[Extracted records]
· · · · ·

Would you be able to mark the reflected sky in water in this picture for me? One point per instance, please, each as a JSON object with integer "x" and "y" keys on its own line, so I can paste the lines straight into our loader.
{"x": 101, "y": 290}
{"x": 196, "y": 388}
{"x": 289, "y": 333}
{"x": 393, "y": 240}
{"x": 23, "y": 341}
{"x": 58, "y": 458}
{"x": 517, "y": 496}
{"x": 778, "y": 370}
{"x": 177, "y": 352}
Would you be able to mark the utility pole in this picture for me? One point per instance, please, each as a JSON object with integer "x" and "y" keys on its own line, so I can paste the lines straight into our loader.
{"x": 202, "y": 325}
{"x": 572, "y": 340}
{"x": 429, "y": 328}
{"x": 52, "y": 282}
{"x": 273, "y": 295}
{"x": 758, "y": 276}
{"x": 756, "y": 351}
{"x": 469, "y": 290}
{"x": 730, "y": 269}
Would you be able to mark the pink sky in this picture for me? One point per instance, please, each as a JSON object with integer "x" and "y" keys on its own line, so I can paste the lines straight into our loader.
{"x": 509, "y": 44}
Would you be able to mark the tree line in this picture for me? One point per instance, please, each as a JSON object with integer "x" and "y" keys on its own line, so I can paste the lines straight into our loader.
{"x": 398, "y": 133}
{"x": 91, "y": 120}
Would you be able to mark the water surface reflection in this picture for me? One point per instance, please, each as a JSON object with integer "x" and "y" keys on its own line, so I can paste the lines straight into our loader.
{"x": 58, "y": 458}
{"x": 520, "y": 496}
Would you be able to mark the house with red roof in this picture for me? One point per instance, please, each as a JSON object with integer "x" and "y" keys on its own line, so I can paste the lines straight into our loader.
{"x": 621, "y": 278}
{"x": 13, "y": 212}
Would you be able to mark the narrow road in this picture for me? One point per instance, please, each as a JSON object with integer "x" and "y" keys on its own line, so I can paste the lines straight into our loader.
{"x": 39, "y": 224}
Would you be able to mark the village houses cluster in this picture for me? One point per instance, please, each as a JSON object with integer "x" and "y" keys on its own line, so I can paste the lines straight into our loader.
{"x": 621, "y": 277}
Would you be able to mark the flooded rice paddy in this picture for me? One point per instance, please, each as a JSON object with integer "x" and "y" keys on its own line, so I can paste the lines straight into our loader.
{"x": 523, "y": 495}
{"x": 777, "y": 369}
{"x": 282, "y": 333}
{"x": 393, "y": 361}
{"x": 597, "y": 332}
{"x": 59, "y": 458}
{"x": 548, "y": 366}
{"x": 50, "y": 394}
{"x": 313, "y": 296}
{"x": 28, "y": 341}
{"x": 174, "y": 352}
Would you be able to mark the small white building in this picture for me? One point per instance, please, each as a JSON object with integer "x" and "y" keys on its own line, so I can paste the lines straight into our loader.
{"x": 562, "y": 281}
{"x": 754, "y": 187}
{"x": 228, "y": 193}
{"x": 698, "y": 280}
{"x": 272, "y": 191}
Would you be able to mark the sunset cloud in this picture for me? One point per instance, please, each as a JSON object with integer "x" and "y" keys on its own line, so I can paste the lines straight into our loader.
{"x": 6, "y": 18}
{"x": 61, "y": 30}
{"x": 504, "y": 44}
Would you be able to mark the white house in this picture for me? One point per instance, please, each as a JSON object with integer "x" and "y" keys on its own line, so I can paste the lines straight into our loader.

· · · · ·

## INSTRUCTIONS TO FOLLOW
Write the data out again in full and exactly.

## ANSWER SECTION
Would you be able to mark the reflected sky in water in this picture for me? One point per instance, please, each as a JSON object with integer "x" and "y" keys on its own line, so I can paste the lines straight into our loader.
{"x": 101, "y": 290}
{"x": 196, "y": 388}
{"x": 289, "y": 333}
{"x": 393, "y": 240}
{"x": 23, "y": 341}
{"x": 58, "y": 458}
{"x": 517, "y": 496}
{"x": 778, "y": 370}
{"x": 177, "y": 352}
Would you be able to mark the utility pole in this picture for me? One point per instance, please, each as a JSON object with integer "x" and "y" keys on its own line, so I can paste the lines straight into our loader.
{"x": 202, "y": 325}
{"x": 572, "y": 340}
{"x": 429, "y": 328}
{"x": 52, "y": 282}
{"x": 273, "y": 295}
{"x": 758, "y": 276}
{"x": 756, "y": 351}
{"x": 469, "y": 290}
{"x": 730, "y": 269}
Would you be able to mark the pink sky in this picture for me? One point per instance, please, each as a JSON object with integer "x" and "y" keys on its own line, so I can paste the lines straight into our loader.
{"x": 509, "y": 44}
Would you be able to mark the tree line in this picture for me? One point per instance, please, each as a JSON object with integer "x" and "y" keys on its own line, so I can paste the lines straight into our loader.
{"x": 398, "y": 133}
{"x": 91, "y": 120}
Would you be able to mark the water surface reflection in this picture for me? One point per instance, please, each as a JSON object with integer "x" and "y" keys on its own line, so I can paste the lines straight into our loader.
{"x": 58, "y": 458}
{"x": 520, "y": 496}
Would you be able to mark the house with red roof in this picture for me? One point per instance, please, each as a JSON object with integer "x" and "y" keys on its own line, so I can paste the lines straight into our loader.
{"x": 621, "y": 278}
{"x": 13, "y": 212}
Would you be able to mark the narrow road in this picture for me? One point per instance, please, each as a JSON object with integer "x" and "y" keys on its own line, so I can paste the lines straight into our loader.
{"x": 39, "y": 224}
Would you be able to mark the village houses cluster in this picture for me? One point per instance, please, each as a JSON object with integer "x" and "y" keys on its own line, so I can paste the lines straight into our loader.
{"x": 621, "y": 277}
Would you be able to mark the flooded rice paddy in this picture for me? One point per instance, please, each as a JSON object with integer "x" and "y" keys on its own line, so I can paste the lines straight into our loader.
{"x": 523, "y": 495}
{"x": 777, "y": 369}
{"x": 282, "y": 333}
{"x": 393, "y": 361}
{"x": 597, "y": 332}
{"x": 59, "y": 458}
{"x": 548, "y": 366}
{"x": 50, "y": 394}
{"x": 313, "y": 296}
{"x": 28, "y": 341}
{"x": 174, "y": 352}
Would you be able to mark the small white building in this picture for me? One point per instance, please, each as a JSON object with integer "x" and "y" keys on its own line, so I can paste the lines straight into our loader.
{"x": 562, "y": 281}
{"x": 754, "y": 187}
{"x": 228, "y": 193}
{"x": 698, "y": 280}
{"x": 272, "y": 191}
Would you be able to mark the sunset cloud in this picture for me? One point per instance, please, each as a JSON object with integer "x" and "y" keys on its own line, so I can paste the lines straight into our loader.
{"x": 6, "y": 18}
{"x": 61, "y": 30}
{"x": 504, "y": 44}
Would you be able to mark the white house in this picture for me? One point per instance, please, each as a JSON object with integer "x" and "y" keys on its own line, so I can paste the lines straight into our loader.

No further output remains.